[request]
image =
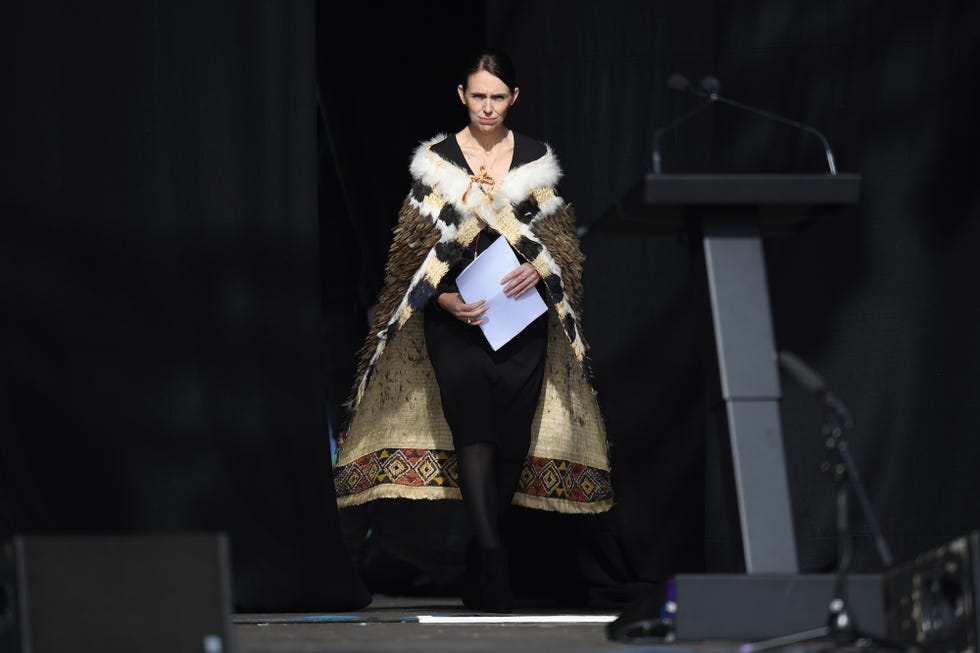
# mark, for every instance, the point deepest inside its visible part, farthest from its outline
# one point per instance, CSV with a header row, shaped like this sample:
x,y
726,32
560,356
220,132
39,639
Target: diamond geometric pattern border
x,y
541,477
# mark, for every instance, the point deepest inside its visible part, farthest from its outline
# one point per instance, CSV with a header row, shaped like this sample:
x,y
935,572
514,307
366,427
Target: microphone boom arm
x,y
831,164
677,121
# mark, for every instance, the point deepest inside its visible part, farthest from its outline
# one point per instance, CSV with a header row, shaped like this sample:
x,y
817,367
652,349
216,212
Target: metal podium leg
x,y
747,363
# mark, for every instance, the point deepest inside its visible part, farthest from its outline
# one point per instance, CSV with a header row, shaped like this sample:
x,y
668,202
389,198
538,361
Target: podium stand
x,y
730,214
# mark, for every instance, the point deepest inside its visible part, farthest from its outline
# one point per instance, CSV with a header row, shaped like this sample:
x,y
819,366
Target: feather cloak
x,y
397,444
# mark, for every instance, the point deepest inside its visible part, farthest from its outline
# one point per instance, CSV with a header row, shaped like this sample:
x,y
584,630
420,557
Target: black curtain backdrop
x,y
878,299
160,283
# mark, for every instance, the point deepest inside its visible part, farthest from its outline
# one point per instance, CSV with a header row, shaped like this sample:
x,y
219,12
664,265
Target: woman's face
x,y
487,100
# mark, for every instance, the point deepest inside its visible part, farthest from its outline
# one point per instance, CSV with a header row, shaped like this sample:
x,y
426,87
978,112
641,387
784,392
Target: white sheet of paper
x,y
505,316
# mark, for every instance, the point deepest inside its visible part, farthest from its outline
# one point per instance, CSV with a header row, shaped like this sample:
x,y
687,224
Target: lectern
x,y
730,214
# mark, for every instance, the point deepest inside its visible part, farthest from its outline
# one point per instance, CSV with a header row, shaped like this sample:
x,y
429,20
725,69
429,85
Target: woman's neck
x,y
488,140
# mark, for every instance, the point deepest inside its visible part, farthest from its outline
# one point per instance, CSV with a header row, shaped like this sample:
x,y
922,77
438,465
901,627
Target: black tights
x,y
487,481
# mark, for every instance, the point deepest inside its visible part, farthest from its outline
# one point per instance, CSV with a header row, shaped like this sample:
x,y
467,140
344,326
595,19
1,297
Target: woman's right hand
x,y
453,303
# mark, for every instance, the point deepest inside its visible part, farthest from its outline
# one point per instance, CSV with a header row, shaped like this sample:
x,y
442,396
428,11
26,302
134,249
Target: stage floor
x,y
417,625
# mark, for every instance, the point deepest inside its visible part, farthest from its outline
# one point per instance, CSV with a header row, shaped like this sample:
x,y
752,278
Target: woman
x,y
436,412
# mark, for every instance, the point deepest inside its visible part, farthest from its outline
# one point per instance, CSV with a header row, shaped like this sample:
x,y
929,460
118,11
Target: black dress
x,y
487,395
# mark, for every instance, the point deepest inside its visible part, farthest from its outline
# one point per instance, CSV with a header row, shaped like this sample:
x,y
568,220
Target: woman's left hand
x,y
520,280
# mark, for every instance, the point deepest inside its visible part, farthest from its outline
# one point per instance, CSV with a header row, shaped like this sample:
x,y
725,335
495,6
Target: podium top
x,y
780,203
752,189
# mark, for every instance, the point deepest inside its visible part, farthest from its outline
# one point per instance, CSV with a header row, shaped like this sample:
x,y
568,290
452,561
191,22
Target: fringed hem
x,y
551,504
521,499
397,492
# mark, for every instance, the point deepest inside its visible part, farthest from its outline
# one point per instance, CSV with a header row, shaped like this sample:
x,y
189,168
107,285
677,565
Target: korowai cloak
x,y
397,444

# # # # # # #

Activity —
Please copy out the entries above exactly as they appear, but skip their images.

Solution for this task —
[request]
image =
# mark, for every instance, the point deepest inside its visible part, farthest from its outline
# one point per instance, CSV with a header row, shaped like this sample:
x,y
726,32
560,356
220,132
39,639
Target: diamond geometric pattern border
x,y
541,477
# mark, for every instance, the point deepest inside its visible part, farthest from its outline
# one point per instance, CSV with a header row, shaped like this sample:
x,y
935,572
514,307
366,427
Target: microphone boom arm
x,y
831,164
677,121
# mark, for every instance, the point deepest inside its visible part, farthest from its outline
# one point per instance, CSV with a header row, shaped like this sample:
x,y
817,367
652,349
216,212
Target: metal podium leg
x,y
747,363
# mark, for every instance, the point deepest inside its visible part, farthest from its outline
# one point per instance, CSV with a header row, shaped like this sample:
x,y
668,202
389,198
538,361
Target: podium stand
x,y
730,214
# mark, for every instance, the point deepest inside its visible part, farthest from its outline
# one point per instance, CSV with a header row, shaped like this sample:
x,y
819,366
Target: feather cloak
x,y
397,444
# mark, for every instance, the point deepest inside its visible part, farthest from its outline
# one point per instance, CSV with a header row, shaped like this sample:
x,y
584,630
420,557
Target: black curtain backdrop
x,y
878,299
160,283
# mark, for every instance, the point deepest inside its visible part, farthest from its outline
# one point per instance, CSV with a header row, shaped like this sample:
x,y
219,12
664,265
Target: woman's face
x,y
487,100
# mark, for every instance, the point deepest inside its visible part, farthest from its outline
# one point per instance, CSV with a header row, shaped like this sample:
x,y
426,87
978,112
641,387
784,392
Target: white sheet of paper
x,y
505,316
# mark, for every instance, the point deepest inside its visible part, farthest from its outline
# one point per instance, CSV with a header row, shaped like this sample:
x,y
687,224
Target: lectern
x,y
730,214
# mark, for every instance, the point deepest inside its visible part, farthest from its outline
# one point per instance, CSV with a header row, shaped like this sample:
x,y
429,20
725,69
429,85
Target: woman's neck
x,y
488,140
# mark, for every instance, the point deepest inside its visible part, farthest from its outline
# one point per instance, CSV with a header row, shaped like this sample:
x,y
922,77
438,465
901,627
Target: black tights
x,y
487,481
# mark, for every instance, the point deepest inside its visible part, farthest from its outline
# one point per instance, CSV with a header row, shaped like this sample:
x,y
467,140
344,326
595,19
1,297
Target: woman's right hand
x,y
453,303
# mark, for every instance, the point deepest inside its visible part, farthest from its outline
# one point per instance, CSV with a header row, shaped like this sample:
x,y
442,396
428,11
26,302
134,249
Target: stage floor
x,y
417,625
# mark, for every instance, the point deepest inside its visible part, farthest from its outline
# one point per instance, CSV with a header row, shaped like this sample:
x,y
752,278
Target: woman
x,y
436,412
# mark, for every instance, the point deepest inside its visible part, farthest from its outline
# one point per instance, CSV with a header row, shaped like this sample:
x,y
929,460
118,11
Target: black dress
x,y
487,395
# mark, for every instance, the point deepest inside its visible part, farthest from its outline
# one point per instance, CSV with a header row, shaped like this sample:
x,y
568,220
Target: woman's left hand
x,y
520,280
# mark, for every instance, the point deepest inside its visible part, farthest from its outline
# one point per instance, CSV with a header row, shaped like this sample:
x,y
725,335
495,6
Target: podium top
x,y
780,203
752,189
# mark, for every instance, the point deepest inside its visible part, farthest from its outline
# one point per instance, CSV with a header row, shaped like this sample:
x,y
568,290
452,561
191,22
Target: fringed hem
x,y
551,504
521,499
397,492
# mark, for every instance, the point deepest inside its visible part, farthest from its outline
# one point per instance, CSV with a header row, shaped like this sample:
x,y
189,168
107,285
677,565
Target: korowai cloak
x,y
397,444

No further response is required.